Le Figaro Magazine

LE THÉÂTRE

Un chef-d’oeuvre de fraîcheur, « Une des dernières soirées de Carnaval », dans une mise en scène de rêve de Clément Hervieu-Léger.

- de Philippe Tesson

Venise, 1760. Pour honorer la fin du Carême, le tisserand Zamaria organise une grande fête qui réunit ses amis parmi lesquels le jeune dessinateu­r Anzoletto dont on fêtera en même temps le proche départ pour Moscou où il rejoindra ses amis artisans. L’argument d’Une des dernières soirées de Carnaval peut paraître faible. Pas pour l’auteur de cette brillante comédie pour qui cette fête a en effet valeur de symbole. Car Goldoni va lui-même connaître l’exil : il va quitter Venise pour Paris afin d’y rejoindre les Comédiens Italiens. Il en a assez de la guerre que mène contre lui Gozzi. Il a envie de faire un théâtre différent, plus proche de la vérité. Cette fête est son adieu à Venise, à ses vieux amis, comédiens et artisans. Il y a dans ce Carnaval un sous-texte qu’on pourrait appeler profession­nel relatif à l’expérience théâtrale de l’illustre faiseur de comédie.

DONNÉES EXTRAITES:
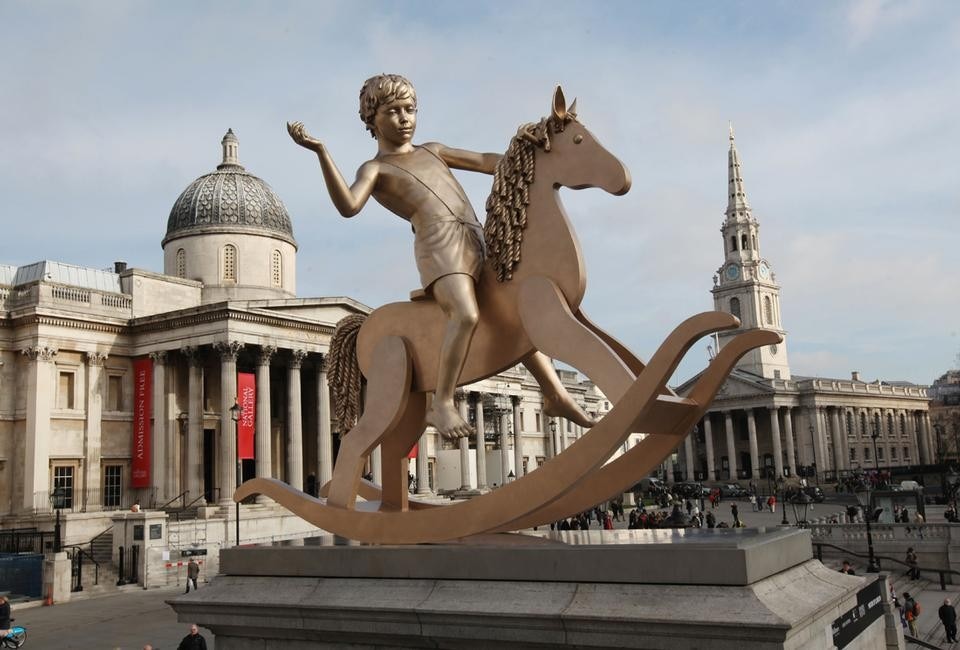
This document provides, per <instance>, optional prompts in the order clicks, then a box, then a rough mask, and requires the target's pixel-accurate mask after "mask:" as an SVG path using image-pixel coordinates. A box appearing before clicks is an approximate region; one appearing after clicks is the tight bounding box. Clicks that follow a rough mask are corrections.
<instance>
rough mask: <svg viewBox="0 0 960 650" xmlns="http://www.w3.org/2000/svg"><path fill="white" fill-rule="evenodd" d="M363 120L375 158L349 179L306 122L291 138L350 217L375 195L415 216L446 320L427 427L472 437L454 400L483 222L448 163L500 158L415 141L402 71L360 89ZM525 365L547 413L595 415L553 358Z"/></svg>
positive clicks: (414, 105)
mask: <svg viewBox="0 0 960 650" xmlns="http://www.w3.org/2000/svg"><path fill="white" fill-rule="evenodd" d="M360 118H361V119H362V120H363V122H364V124H366V127H367V130H368V131H370V133H371V135H372V136H373V137H374V138H376V140H377V154H376V156H374V157H373V159H372V160H368V161H367V162H365V163H363V164H362V165H361V166H360V169H359V170H357V176H356V180H354V182H353V184H352V185H347V183H346V181H345V180H344V178H343V175H342V174H341V173H340V170H339V169H338V168H337V166H336V164H334V162H333V158H331V157H330V153H329V152H328V151H327V148H326V147H325V146H324V145H323V143H322V142H320V141H319V140H317V139H315V138H313V137H311V136H310V135H309V134H308V133H307V132H306V130H305V128H304V125H303V123H302V122H293V123H287V131H288V132H289V133H290V137H291V138H293V140H294V142H296V143H297V144H299V145H300V146H302V147H304V148H306V149H309V150H310V151H314V152H316V154H317V156H318V158H319V159H320V168H321V170H322V171H323V179H324V181H325V182H326V185H327V191H328V192H329V193H330V198H331V199H332V200H333V204H334V206H336V208H337V210H338V211H339V212H340V214H341V215H343V216H344V217H353V216H355V215H356V214H357V213H359V212H360V210H361V209H362V208H363V206H364V205H365V204H366V202H367V199H369V198H370V197H371V196H373V198H375V199H376V200H377V202H378V203H380V205H382V206H383V207H385V208H386V209H388V210H390V211H391V212H393V213H394V214H396V215H397V216H398V217H400V218H401V219H404V220H406V221H409V222H410V224H411V226H412V227H413V231H414V253H415V255H416V263H417V270H418V271H419V272H420V282H421V283H422V285H423V290H424V293H425V295H426V296H429V297H432V298H433V299H434V300H436V301H437V304H438V305H439V306H440V308H441V309H442V310H443V313H444V314H445V315H446V317H447V325H446V328H445V331H444V337H443V341H442V343H441V347H440V364H439V368H438V372H437V387H436V392H435V394H434V398H433V401H432V403H431V405H430V409H429V410H428V411H427V414H426V421H427V424H429V425H432V426H433V427H435V428H436V429H437V431H438V432H439V433H440V434H441V435H443V436H444V437H445V438H450V439H452V438H459V437H464V436H468V435H470V434H471V433H473V429H472V427H471V426H470V425H469V424H467V423H466V422H464V420H463V418H461V417H460V414H459V413H458V412H457V409H456V407H455V406H454V391H455V390H456V386H457V380H458V379H459V377H460V372H461V370H462V369H463V364H464V362H465V360H466V358H467V353H468V351H469V349H470V341H471V339H472V338H473V333H474V330H475V329H476V325H477V320H478V308H477V297H476V283H477V281H478V280H479V279H480V273H481V271H482V269H483V260H484V243H483V228H482V226H481V225H480V222H479V221H477V217H476V215H475V214H474V211H473V208H472V207H471V206H470V201H469V200H468V199H467V195H466V193H465V192H464V190H463V188H462V187H461V186H460V183H459V182H457V179H456V178H455V177H454V176H453V174H452V173H451V172H450V169H451V168H453V169H463V170H467V171H475V172H482V173H485V174H493V172H494V169H495V167H496V165H497V162H499V160H500V158H501V156H500V154H494V153H476V152H473V151H465V150H463V149H453V148H450V147H447V146H445V145H443V144H440V143H439V142H428V143H426V144H422V145H414V144H413V134H414V131H415V129H416V125H417V96H416V91H415V90H414V88H413V84H411V83H410V82H409V81H408V80H407V79H405V78H404V77H402V76H400V75H394V74H384V75H378V76H376V77H372V78H370V79H368V80H367V81H366V83H364V84H363V88H362V90H361V91H360ZM524 365H526V366H527V368H528V369H529V370H530V372H531V374H533V375H534V377H535V378H536V379H537V381H538V382H539V383H540V386H541V387H542V388H543V394H544V412H545V413H546V414H547V415H549V416H560V417H565V418H567V419H569V420H571V421H573V422H576V423H577V424H580V425H581V426H585V427H589V426H592V425H593V424H594V421H593V420H592V419H591V418H590V417H589V416H588V415H587V414H586V413H584V412H583V410H582V409H581V408H580V407H579V406H578V405H577V403H576V402H575V401H574V400H573V399H572V398H571V397H570V395H569V394H567V392H566V390H564V388H563V386H562V385H561V384H560V381H559V378H558V377H557V374H556V371H555V370H554V368H553V365H552V363H551V362H550V360H549V359H548V358H547V357H546V356H545V355H544V354H542V353H540V352H535V353H533V354H531V355H529V356H528V357H527V358H525V359H524Z"/></svg>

CONSIGNE: Recopiez mot pour mot le passage de la critique théâtrale qui commence aux mots « Venise, 1760. Pour » et s'arrête après « faiseur de comédie. ».

RÉPONSE RÉDIGÉE:
Venise, 1760. Pour honorer la fin du Carême, le tisserand Zamaria organise une grande fête qui réunit ses amis parmi lesquels le jeune dessinateu­r Anzoletto dont on fêtera en même temps le proche départ pour Moscou où il rejoindra ses amis artisans. L’argument d’Une des dernières soirées de Carnaval peut paraître faible. Pas pour l’auteur de cette brillante comédie pour qui cette fête a en effet valeur de symbole. Car Goldoni va lui-même connaître l’exil : il va quitter Venise pour Paris afin d’y rejoindre les Comédiens Italiens. Il en a assez de la guerre que mène contre lui Gozzi. Il a envie de faire un théâtre différent, plus proche de la vérité. Cette fête est son adieu à Venise, à ses vieux amis, comédiens et artisans. Il y a dans ce Carnaval un sous-texte qu’on pourrait appeler profession­nel relatif à l’expérience théâtrale de l’illustre faiseur de comédie.